» **The exercise**: Count how many lines of the material below contain the word "large" and reply with only that number.

*-*-*

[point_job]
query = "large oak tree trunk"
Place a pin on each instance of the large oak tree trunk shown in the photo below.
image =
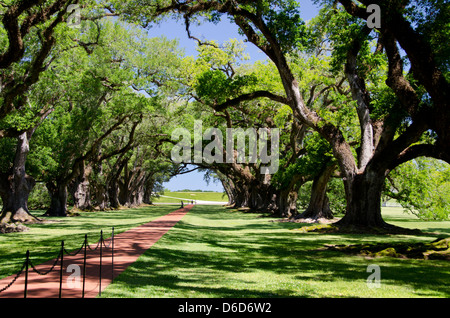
(15, 188)
(58, 196)
(319, 205)
(80, 190)
(364, 201)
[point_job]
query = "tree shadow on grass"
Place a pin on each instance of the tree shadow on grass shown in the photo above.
(204, 259)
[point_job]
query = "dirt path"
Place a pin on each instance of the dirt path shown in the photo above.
(128, 246)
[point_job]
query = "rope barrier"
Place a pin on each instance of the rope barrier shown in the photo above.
(27, 264)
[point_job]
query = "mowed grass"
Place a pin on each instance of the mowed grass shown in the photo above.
(214, 253)
(188, 196)
(44, 240)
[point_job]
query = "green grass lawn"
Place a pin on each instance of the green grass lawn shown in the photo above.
(44, 240)
(204, 196)
(216, 252)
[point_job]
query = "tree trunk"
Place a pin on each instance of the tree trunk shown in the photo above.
(364, 201)
(287, 205)
(80, 190)
(58, 196)
(319, 205)
(15, 188)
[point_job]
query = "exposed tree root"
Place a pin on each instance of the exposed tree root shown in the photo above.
(438, 249)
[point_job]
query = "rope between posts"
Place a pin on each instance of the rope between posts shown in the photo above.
(28, 263)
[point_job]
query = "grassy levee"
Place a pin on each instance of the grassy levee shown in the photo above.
(215, 252)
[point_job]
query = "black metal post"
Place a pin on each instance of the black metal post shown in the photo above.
(84, 264)
(112, 256)
(100, 274)
(27, 261)
(61, 271)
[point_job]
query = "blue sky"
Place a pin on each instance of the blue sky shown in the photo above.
(221, 32)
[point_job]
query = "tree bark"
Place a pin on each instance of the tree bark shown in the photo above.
(319, 205)
(80, 190)
(364, 201)
(15, 187)
(58, 196)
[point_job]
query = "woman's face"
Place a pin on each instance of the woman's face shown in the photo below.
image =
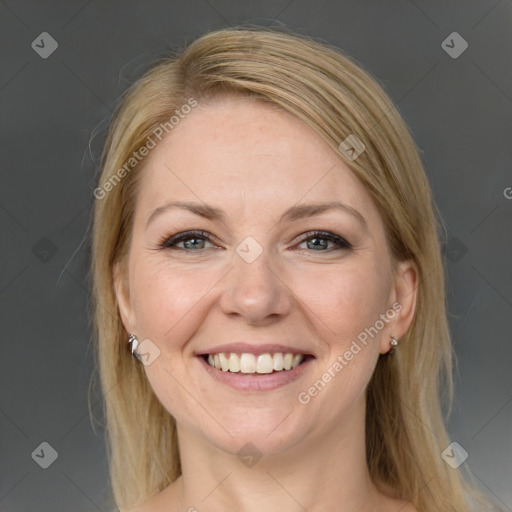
(263, 283)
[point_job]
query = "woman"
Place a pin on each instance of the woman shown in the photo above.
(265, 244)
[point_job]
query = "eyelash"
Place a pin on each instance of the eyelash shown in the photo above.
(170, 242)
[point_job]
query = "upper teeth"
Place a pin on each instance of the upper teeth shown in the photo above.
(250, 363)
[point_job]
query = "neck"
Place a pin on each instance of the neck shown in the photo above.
(323, 472)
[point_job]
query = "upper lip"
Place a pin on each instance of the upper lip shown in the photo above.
(248, 348)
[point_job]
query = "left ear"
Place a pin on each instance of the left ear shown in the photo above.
(403, 297)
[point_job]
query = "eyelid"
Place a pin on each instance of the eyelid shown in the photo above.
(169, 242)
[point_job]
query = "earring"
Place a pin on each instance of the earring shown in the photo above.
(135, 343)
(394, 343)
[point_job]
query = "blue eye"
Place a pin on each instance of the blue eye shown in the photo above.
(322, 238)
(197, 236)
(194, 241)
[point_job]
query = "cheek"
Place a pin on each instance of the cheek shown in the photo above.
(166, 299)
(346, 299)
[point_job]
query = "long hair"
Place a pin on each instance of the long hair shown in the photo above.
(336, 97)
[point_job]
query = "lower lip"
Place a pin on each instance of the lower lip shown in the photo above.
(257, 382)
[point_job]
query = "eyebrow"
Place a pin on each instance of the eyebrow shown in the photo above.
(293, 213)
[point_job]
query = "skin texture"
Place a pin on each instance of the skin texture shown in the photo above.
(254, 162)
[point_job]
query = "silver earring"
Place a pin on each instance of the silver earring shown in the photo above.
(135, 343)
(394, 343)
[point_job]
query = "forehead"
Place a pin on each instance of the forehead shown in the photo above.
(250, 158)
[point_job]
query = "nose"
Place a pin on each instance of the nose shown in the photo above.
(256, 291)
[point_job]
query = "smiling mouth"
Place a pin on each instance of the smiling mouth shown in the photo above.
(251, 364)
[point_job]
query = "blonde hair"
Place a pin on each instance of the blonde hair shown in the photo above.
(336, 97)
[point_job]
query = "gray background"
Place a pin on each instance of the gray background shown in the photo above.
(460, 112)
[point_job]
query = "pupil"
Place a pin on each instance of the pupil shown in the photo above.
(322, 242)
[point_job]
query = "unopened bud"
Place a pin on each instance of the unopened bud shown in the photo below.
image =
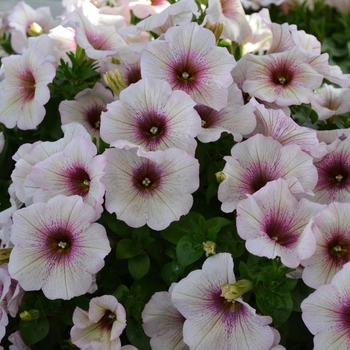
(35, 30)
(29, 315)
(233, 291)
(114, 81)
(209, 248)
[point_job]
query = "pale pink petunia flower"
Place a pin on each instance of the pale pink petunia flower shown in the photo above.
(333, 169)
(152, 188)
(77, 170)
(150, 114)
(329, 101)
(60, 250)
(26, 91)
(30, 154)
(258, 160)
(285, 78)
(236, 118)
(332, 231)
(100, 326)
(177, 14)
(189, 60)
(163, 322)
(325, 313)
(212, 321)
(273, 223)
(86, 108)
(231, 14)
(285, 130)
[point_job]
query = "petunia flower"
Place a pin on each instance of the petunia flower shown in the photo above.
(26, 22)
(273, 223)
(213, 321)
(231, 14)
(331, 229)
(163, 322)
(152, 188)
(285, 78)
(329, 101)
(150, 114)
(60, 250)
(258, 160)
(86, 108)
(326, 312)
(77, 170)
(189, 60)
(285, 130)
(100, 326)
(236, 118)
(26, 91)
(333, 169)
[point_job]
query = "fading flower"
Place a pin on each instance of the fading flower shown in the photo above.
(86, 108)
(100, 326)
(212, 321)
(60, 250)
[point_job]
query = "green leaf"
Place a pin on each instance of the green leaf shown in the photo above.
(126, 249)
(35, 330)
(278, 305)
(214, 225)
(189, 249)
(136, 335)
(168, 274)
(139, 266)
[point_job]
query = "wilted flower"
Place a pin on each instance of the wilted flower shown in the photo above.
(100, 326)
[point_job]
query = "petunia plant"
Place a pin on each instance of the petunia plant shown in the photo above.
(175, 175)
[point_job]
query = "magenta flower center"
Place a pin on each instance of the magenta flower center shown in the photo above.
(281, 74)
(339, 249)
(208, 115)
(186, 73)
(27, 85)
(336, 171)
(147, 177)
(107, 320)
(79, 181)
(133, 75)
(152, 127)
(280, 233)
(59, 242)
(259, 179)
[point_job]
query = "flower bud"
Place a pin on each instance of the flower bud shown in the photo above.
(29, 315)
(209, 248)
(114, 81)
(233, 291)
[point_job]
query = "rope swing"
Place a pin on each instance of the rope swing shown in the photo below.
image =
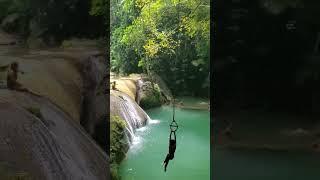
(172, 139)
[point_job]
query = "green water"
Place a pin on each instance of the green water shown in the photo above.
(192, 157)
(264, 165)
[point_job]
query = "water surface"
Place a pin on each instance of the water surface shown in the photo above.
(192, 157)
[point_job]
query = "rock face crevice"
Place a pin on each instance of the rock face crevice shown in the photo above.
(94, 98)
(55, 147)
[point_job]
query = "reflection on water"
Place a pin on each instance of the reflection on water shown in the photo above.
(192, 157)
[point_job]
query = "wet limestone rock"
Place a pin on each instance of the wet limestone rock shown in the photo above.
(51, 146)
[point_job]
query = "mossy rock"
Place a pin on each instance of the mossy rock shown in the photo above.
(66, 44)
(35, 111)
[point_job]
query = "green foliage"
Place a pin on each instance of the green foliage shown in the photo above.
(98, 7)
(47, 18)
(152, 98)
(169, 38)
(114, 171)
(118, 146)
(117, 137)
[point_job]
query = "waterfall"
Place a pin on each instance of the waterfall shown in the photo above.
(125, 107)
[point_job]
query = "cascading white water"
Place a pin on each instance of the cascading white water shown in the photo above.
(130, 111)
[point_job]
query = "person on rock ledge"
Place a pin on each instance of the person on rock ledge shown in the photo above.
(12, 79)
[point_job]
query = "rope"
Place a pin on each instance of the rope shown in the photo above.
(174, 125)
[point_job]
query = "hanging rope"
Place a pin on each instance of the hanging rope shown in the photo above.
(173, 125)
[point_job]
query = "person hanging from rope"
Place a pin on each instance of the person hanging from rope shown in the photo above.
(172, 149)
(172, 140)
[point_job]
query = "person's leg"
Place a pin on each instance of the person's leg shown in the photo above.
(166, 161)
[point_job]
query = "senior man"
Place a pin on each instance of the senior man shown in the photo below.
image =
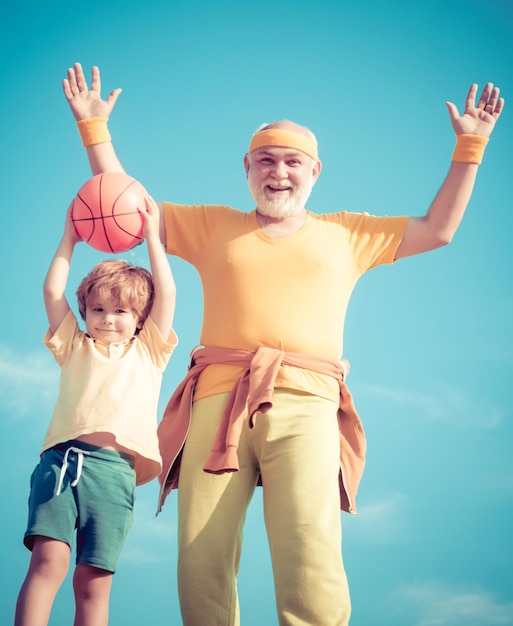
(267, 387)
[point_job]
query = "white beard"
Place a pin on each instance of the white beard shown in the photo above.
(280, 206)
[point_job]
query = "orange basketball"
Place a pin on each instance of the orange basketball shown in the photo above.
(105, 212)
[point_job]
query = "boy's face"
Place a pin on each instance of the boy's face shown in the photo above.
(109, 322)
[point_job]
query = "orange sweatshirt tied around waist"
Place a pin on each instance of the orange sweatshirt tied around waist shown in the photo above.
(253, 393)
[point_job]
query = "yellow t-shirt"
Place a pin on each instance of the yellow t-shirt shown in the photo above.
(289, 293)
(110, 388)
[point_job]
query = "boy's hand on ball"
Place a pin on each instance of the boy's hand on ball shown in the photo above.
(70, 232)
(151, 218)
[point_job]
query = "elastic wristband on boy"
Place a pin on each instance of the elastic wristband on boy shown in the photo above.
(93, 130)
(469, 148)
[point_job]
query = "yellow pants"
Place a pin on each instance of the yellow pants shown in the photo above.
(295, 447)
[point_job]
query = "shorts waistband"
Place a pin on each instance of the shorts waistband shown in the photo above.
(90, 448)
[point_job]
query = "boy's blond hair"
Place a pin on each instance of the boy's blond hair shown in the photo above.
(129, 285)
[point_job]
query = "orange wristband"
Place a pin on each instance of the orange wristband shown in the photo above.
(469, 148)
(93, 130)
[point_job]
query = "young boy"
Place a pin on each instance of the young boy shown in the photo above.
(102, 439)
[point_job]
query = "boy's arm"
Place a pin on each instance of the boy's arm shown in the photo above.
(443, 218)
(54, 287)
(86, 104)
(163, 308)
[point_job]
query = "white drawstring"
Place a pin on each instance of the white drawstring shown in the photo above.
(80, 461)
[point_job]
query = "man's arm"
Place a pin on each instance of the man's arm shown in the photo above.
(163, 308)
(438, 226)
(54, 287)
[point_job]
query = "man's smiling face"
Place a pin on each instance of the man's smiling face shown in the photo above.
(280, 180)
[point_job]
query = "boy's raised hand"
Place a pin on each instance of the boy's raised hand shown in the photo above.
(85, 102)
(480, 118)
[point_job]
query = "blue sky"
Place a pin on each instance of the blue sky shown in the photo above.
(429, 339)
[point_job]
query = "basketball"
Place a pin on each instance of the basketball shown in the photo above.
(105, 212)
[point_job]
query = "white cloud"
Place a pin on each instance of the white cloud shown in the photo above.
(28, 382)
(435, 604)
(444, 403)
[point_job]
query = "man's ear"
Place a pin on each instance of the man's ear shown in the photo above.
(316, 170)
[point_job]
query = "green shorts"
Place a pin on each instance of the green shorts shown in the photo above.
(92, 492)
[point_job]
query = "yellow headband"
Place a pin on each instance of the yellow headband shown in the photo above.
(285, 139)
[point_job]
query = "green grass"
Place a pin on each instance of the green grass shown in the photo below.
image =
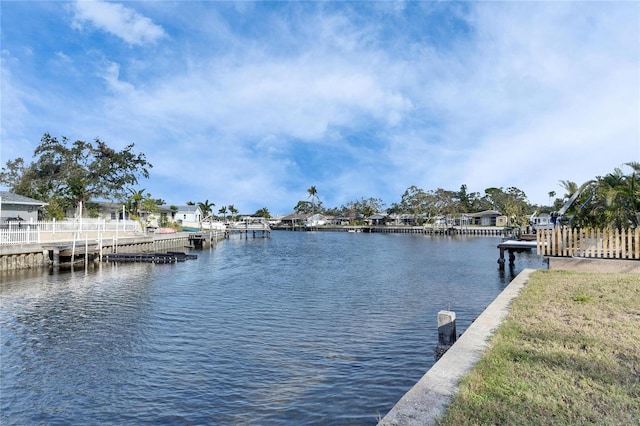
(567, 354)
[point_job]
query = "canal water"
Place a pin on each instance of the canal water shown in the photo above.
(300, 328)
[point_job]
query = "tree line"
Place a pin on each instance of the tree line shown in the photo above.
(64, 174)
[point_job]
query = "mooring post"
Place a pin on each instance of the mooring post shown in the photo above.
(446, 328)
(56, 257)
(446, 332)
(501, 258)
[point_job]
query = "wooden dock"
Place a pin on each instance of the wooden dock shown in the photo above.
(169, 257)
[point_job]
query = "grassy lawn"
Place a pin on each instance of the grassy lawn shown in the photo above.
(568, 353)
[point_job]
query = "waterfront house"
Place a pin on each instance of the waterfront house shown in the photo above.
(488, 218)
(377, 219)
(17, 208)
(541, 221)
(316, 220)
(190, 214)
(294, 219)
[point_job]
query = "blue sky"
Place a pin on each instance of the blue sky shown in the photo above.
(252, 103)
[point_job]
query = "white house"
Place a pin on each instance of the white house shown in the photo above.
(316, 220)
(188, 215)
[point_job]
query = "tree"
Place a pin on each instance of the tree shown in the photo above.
(511, 202)
(313, 194)
(206, 208)
(414, 201)
(134, 203)
(65, 174)
(612, 201)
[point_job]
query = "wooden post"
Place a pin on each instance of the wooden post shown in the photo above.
(446, 332)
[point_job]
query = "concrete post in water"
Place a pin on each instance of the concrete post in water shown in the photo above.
(446, 328)
(446, 332)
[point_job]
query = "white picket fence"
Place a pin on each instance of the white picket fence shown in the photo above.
(14, 233)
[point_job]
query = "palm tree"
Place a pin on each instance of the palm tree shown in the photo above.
(313, 194)
(570, 187)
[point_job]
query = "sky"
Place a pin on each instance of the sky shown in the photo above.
(252, 103)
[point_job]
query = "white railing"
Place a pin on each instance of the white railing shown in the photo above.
(14, 233)
(23, 235)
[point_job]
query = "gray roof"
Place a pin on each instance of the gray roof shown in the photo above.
(11, 198)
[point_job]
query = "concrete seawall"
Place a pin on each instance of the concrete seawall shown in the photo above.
(428, 398)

*-*-*

» **Final answer**: 2